TEXT SECTION:
=-=-=
Going on a bit why people like reptiles...
I think as well as our own personal love and reasons for loving reptiles and the likes, we dont get many in this country. certainly not the variety that inhabit the rest of the world!
I still think my gold fish are a amazing and my tropical fish. To think they live in the water in some other country and their here surviving with me!
Reptiles just fascinate me, ive got something that usually lives and thrives in Australia!! wow! LMAO It's just fantastic! (or whatever other country your reps may come from)
But if you want to know why on a more personal level, i love reptiles cause ive always loved dinosaurs!
Thought it was SOOOO amazing how dinosaurs/reptiles hatched out of eggs like birds!
Now i think it's odd that birds hatch out of eggs. lmao


now you know why people think im weird. lol i'll shut up now.
:roll:


----------



## HABU (Mar 21, 2007)

i grew up in the hills of kentucky so i like it all.
p.s no toys. just lizards and a coal pile.


----------



## spider_mad (Mar 8, 2007)
=-=-=
INFORMATION PROVIDED:
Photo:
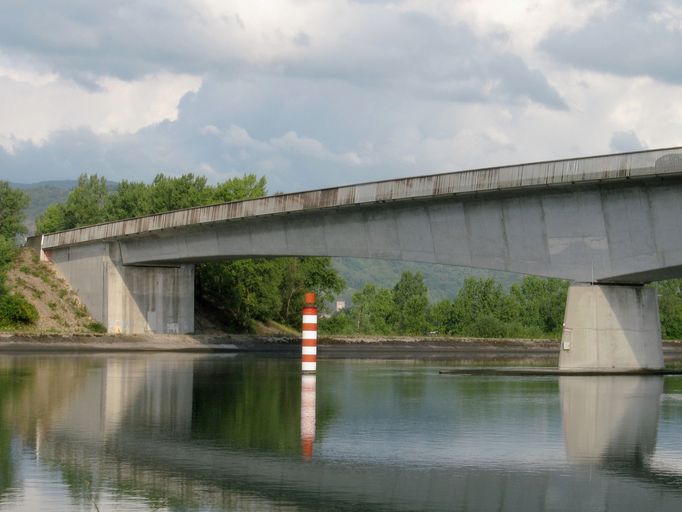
=-=-=
EXERCISE:
Answer these about the reptile thread above.
(a) Which country does the first post say its writer's reptile usually lives and thrives in?
(b) What does the first post say its writer has always loved?
(c) Where did HABU grow up?

RESPONSE TO THE EXERCISE:
(a) Australia.
(b) Dinosaurs.
(c) In the hills of Kentucky.